= TEXT SECTION =
Silicon (Si) is a chemical element with semiconductor properties that is used in highly pure, monocrystalline form in microelectronics. The atoms of silicon are arranged in a regular lattice. In the valence band, the silicon atoms have four electrons that are firmly connected to the electrons of the neighboring atom. Silicon has the atomic number 14 in the periodic table of the elements.
The band gap between the conduction band and the valence band is relatively small and is 1.1 electron volts( eV). If an electron is torn out of the electron bond by the addition of energy, it can be used for charge transport, leaving a hole at its former position. The charge transport can be increased by further freed electrons and by additional added electrons. These additional electrons are inserted by selective impurity, doping.
The different forms of silicon
Silicon can be manufactured in high-purity form with a monocrystalline structure, but also in polycrystalline and non-crystalline, amorphous structure. Monocrystalline silicon (c-Si) is high-purity silicon in which the atomic structures are arranged in a regular, aligned crystal lattice. Monocrystalline silicon is drawn in a silicon melt to form single-crystal silicon cylinders called ingots, which form the base material for the wafers. For this purpose, the silicon cylinders are sawn into thin silicon wafers, which are used for the production of integrated circuits and solar cells. However, pure silicon only absorbs wavelengths up to 1,100 nm.

= PROVIDED MATERIAL =
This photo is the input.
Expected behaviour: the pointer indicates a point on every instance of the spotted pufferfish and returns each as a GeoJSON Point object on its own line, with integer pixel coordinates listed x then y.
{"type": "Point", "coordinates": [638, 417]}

= EXERCISE =
Reproduce the passage of the silicon text above between "The band gap" and "selective impurity, doping.", inclusive.

= YOUR SOLUTION =
The band gap between the conduction band and the valence band is relatively small and is 1.1 electron volts( eV). If an electron is torn out of the electron bond by the addition of energy, it can be used for charge transport, leaving a hole at its former position. The charge transport can be increased by further freed electrons and by additional added electrons. These additional electrons are inserted by selective impurity, doping.